- [TEXTO DO EXERCÍCIO]
Penso que a leitura que você faz dessa passagem seja totalmente equivocada. É evidente que Jesus não está querendo ensinar como é o mundo dos mortos, mas aquele dos vivos, daqueles que o seguem ou que pelo menos assim dizem querer fazer.

 

Vendo o contexto

Com esse texto, Lucas abre a segunda parte do seu evangelho, que narra a viagem de Jesus a Jerusalém, onde será preso, condenado e crucificado. Inspirando-se no arrebatamento de Elias, o Evangelho conta que Jesus está para ser elevado aos céus (análempsis). Lucas conta que Jesus tomou uma firme decisão:

Estava chegando o tempo de Jesus ser levado para o céu. Então ele tomou a firme decisão de partir para Jerusalém.

Sabendo que ía na direção de um final trágico, ele também precisava derrotar o medo que o assolava. É verdade que normalmente não pensamos nas dificuldades de Cristo, no medo, na angústica que ele viveu. A sua condição de ser plenamente humano faz com que ele não fosse imune a essa situação, especialmente diante da eminente morte trágica. Humanamente, Cristo provou o desconforto, como Elias peseguigo por Jezabel (1Reis 19), a angústica, como Jeremias, que se sentia como um cordeiro levado para ser imolado (Jeremias 11,19), teve dificuldades, como o Servo, em aceitar dar sua vida pelos pecadores (veja Isaías 53,12).

- [DADOS BRUTOS]
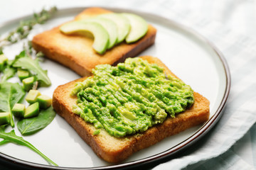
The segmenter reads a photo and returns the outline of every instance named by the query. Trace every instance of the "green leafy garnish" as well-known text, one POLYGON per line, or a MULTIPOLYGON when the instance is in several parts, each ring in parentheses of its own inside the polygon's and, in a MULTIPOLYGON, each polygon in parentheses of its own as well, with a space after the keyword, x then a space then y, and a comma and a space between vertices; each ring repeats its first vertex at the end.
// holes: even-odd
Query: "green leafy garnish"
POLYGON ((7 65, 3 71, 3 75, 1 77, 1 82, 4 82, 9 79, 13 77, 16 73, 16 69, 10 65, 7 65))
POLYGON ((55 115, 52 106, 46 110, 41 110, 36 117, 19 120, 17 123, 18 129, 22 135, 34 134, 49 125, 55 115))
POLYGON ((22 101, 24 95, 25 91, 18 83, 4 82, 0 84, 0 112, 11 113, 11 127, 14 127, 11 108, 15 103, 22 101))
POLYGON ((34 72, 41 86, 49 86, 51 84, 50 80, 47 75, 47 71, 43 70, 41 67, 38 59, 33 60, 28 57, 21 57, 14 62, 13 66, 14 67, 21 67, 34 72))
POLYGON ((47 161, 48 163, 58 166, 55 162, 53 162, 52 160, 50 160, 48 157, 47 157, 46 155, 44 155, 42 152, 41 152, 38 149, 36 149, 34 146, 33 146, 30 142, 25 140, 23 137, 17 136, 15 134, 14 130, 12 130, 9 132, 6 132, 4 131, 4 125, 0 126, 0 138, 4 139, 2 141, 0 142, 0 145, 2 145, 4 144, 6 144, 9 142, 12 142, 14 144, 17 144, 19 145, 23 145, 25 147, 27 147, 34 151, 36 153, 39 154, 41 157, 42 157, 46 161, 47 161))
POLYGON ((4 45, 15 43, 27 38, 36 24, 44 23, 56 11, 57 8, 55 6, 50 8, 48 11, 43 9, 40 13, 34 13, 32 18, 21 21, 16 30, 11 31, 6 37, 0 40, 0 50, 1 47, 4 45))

--

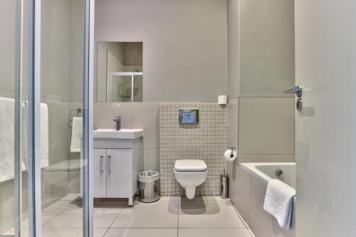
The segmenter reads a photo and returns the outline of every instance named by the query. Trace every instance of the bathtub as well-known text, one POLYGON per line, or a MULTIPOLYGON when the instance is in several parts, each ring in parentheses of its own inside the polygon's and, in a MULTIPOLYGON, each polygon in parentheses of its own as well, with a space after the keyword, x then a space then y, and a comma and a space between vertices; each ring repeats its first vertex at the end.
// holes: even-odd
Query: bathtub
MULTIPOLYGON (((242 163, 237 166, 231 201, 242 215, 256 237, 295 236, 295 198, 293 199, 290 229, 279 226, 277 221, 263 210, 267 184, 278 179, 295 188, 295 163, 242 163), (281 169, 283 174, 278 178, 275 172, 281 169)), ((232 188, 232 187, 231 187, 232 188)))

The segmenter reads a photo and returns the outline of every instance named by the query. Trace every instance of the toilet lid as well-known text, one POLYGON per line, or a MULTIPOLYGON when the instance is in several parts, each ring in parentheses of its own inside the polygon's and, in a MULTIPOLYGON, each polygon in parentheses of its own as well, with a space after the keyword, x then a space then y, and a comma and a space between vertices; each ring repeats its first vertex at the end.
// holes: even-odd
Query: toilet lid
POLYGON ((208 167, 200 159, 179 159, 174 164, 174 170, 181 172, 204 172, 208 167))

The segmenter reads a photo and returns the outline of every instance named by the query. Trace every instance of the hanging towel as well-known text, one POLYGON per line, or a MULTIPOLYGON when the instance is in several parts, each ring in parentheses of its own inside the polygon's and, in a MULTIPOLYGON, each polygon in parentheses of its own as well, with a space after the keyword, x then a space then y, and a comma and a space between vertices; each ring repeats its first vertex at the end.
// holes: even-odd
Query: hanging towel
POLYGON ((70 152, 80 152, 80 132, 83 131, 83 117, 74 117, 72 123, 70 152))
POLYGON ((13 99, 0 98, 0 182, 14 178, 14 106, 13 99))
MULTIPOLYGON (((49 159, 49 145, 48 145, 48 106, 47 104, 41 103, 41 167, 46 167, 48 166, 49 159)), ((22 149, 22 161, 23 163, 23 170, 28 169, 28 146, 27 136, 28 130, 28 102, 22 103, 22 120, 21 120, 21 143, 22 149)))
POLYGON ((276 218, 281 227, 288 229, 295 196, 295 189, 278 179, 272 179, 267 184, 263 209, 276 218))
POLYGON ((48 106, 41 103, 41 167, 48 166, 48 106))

...

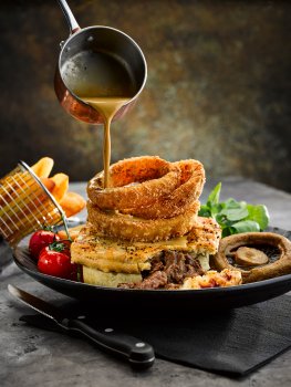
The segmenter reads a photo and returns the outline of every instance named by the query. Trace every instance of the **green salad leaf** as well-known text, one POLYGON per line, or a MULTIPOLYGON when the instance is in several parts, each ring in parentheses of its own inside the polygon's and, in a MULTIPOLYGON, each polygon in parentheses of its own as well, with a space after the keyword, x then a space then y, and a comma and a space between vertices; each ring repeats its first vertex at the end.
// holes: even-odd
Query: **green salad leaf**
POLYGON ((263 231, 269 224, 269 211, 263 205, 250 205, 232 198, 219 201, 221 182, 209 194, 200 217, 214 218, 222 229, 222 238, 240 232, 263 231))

- [INSTRUÇÕES DE TRABALHO]
A: De acordo com o texto do exercício, o que narra a segunda parte do evangelho de Lucas?
B: Diga se cada afirmação concorda com o texto do exercício e cite as palavras exatas que decidem: (i) Lucas se inspira no arrebatamento de Elias. (ii) Por sua condição humana, Jesus era imune ao medo diante da morte. (iii) Jeremias se sentia como um cordeiro levado para ser imolado.
C: Imprima, por favor, o trecho do texto do exercício entre "Sabendo que ía" e "(veja Isaías 53,12).", inclusive.

- [RESPOSTAS POR TAREFA]
A: A viagem de Jesus a Jerusalém, onde será preso, condenado e crucificado.

B:
(i) Sim: "Inspirando-se no arrebatamento de Elias".
(ii) Não: "A sua condição de ser plenamente humano faz com que ele não fosse imune a essa situação".
(iii) Sim: "Jeremias, que se sentia como um cordeiro levado para ser imolado".

C:
Sabendo que ía na direção de um final trágico, ele também precisava derrotar o medo que o assolava. É verdade que normalmente não pensamos nas dificuldades de Cristo, no medo, na angústica que ele viveu. A sua condição de ser plenamente humano faz com que ele não fosse imune a essa situação, especialmente diante da eminente morte trágica. Humanamente, Cristo provou o desconforto, como Elias peseguigo por Jezabel (1Reis 19), a angústica, como Jeremias, que se sentia como um cordeiro levado para ser imolado (Jeremias 11,19), teve dificuldades, como o Servo, em aceitar dar sua vida pelos pecadores (veja Isaías 53,12).